▶ EXTRACTED TEXT:
--- START ---

In my fantasy world, someone from the New York Times read my blog post about the challenges some couples face trying to share a bed and thought, “That’s brilliant! We should write about that!”
It could have happened.*
My friend Lisa Gauchey pointed out a recent Times story headlined Married, but Sleeping Alone.
The marital bed, once the symbol of American matrimony on a par with the diamond ring, the tiered wedding cake and his-and-hers martinis, is threatened with extinction. “Till Death Do Us Part” is fast becoming “Till Sleep Do Us Part.”
Separate sleepers cite a bevy of reasons for their habit, including apnea, restless leg syndrome, his insistence on watching “SportsCenter,” her need to get up early for yoga. As Barbara Tober, the former chairwoman of the Museum of Arts and Design, told The New York Times recently, “Not that we don’t love each other, but at a certain point you just want your own room.”

--- END ---

▶ SUPPLIED INFORMATION:

--- START ---

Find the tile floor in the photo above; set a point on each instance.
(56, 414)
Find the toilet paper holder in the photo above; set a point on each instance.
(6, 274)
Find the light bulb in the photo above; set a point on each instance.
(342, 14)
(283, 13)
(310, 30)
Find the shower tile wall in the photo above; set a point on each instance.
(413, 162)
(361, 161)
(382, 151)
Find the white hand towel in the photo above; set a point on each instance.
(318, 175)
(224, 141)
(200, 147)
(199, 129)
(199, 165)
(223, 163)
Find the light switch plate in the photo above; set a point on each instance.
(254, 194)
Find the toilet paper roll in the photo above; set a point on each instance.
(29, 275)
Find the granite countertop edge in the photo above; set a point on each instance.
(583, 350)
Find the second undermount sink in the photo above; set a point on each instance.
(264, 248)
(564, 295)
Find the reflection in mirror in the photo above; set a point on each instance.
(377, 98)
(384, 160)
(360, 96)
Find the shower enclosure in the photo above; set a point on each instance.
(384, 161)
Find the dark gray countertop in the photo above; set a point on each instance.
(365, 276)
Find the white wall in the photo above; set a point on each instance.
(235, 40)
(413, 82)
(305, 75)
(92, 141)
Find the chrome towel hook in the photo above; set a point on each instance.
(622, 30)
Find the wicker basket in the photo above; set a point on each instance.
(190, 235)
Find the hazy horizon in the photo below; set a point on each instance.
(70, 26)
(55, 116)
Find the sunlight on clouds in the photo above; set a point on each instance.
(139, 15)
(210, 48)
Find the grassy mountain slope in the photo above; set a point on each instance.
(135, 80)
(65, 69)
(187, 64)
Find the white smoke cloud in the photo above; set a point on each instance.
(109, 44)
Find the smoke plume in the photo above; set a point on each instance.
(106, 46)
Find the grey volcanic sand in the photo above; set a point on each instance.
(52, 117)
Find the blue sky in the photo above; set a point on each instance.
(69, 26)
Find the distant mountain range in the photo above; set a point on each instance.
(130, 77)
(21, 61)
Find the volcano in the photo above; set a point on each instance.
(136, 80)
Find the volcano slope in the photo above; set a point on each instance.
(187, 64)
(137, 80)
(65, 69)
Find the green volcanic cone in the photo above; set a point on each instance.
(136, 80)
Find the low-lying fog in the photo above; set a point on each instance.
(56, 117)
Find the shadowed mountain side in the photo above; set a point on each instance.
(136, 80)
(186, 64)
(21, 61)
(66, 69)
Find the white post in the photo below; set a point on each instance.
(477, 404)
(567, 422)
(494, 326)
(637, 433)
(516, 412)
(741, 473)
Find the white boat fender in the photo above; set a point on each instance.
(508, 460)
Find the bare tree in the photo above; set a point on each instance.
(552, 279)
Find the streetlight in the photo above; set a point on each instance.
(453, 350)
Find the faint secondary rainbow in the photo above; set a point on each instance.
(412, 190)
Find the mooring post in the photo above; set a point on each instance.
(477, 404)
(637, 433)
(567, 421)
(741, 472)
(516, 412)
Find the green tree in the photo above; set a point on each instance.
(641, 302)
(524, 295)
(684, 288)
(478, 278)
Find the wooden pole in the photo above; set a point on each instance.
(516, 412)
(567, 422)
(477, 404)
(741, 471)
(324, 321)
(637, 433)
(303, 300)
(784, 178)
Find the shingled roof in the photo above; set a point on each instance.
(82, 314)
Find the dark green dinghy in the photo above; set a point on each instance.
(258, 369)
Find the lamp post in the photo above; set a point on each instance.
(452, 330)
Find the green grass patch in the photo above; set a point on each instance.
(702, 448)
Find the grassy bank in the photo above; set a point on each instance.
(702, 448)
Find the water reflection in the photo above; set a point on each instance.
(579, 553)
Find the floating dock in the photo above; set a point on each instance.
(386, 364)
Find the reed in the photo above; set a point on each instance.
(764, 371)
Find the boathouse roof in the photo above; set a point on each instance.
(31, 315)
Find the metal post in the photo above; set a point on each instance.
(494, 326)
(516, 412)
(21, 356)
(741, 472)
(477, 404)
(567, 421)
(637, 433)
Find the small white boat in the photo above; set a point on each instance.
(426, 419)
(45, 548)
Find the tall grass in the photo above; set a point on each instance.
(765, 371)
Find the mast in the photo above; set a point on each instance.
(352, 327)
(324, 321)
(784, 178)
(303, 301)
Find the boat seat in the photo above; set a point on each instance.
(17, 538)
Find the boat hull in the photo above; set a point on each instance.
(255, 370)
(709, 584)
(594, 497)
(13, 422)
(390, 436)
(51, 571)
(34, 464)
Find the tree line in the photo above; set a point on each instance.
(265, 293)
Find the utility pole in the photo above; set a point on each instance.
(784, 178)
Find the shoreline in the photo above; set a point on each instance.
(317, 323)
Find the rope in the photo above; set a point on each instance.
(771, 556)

--- END ---

▶ ASSIGNMENT 1:
Answer these questions from the blog post about couples sharing a bed:
(a) Who pointed out the recent Times story?
(b) What was the Times story's headline?
(c) What former role does the blog post give for Barbara Tober?
▶ ASSIGNMENT 2:
Continue the blog post about couples sharing a bed, starting after its last sentence.

▶ EXPECTED OUTPUT 1:
(a) Lisa Gauchey
(b) Married, but Sleeping Alone
(c) Former chairwoman of the Museum of Arts and Design

▶ EXPECTED OUTPUT 2:
“What happened in the last decade,” said Dr. Meir Kryger, a sleep specialist at Gaylord Hospital in Connecticut, “is that people are suddenly making their own sleep a priority. If their rest is being impaired by their partner, the attitude now is that I don’t have to put up with this.”
The Times had 62 comments on this story last time I looked.
But when Theresa Giarrusso at the Atlanta Journal Constitution actually did like my post — in which I wrote about our solution, two twin beds pushed together on a king frame — and wrote a blog post based on it, she generated more than 100 comments.
Where you sleep and who you sleep with clearly inspires some interest.
*To be fair, my post was inspired by the Washington Post, which quoted the same 2005 National Sleep Foundation study that the Times did. So all things are connected.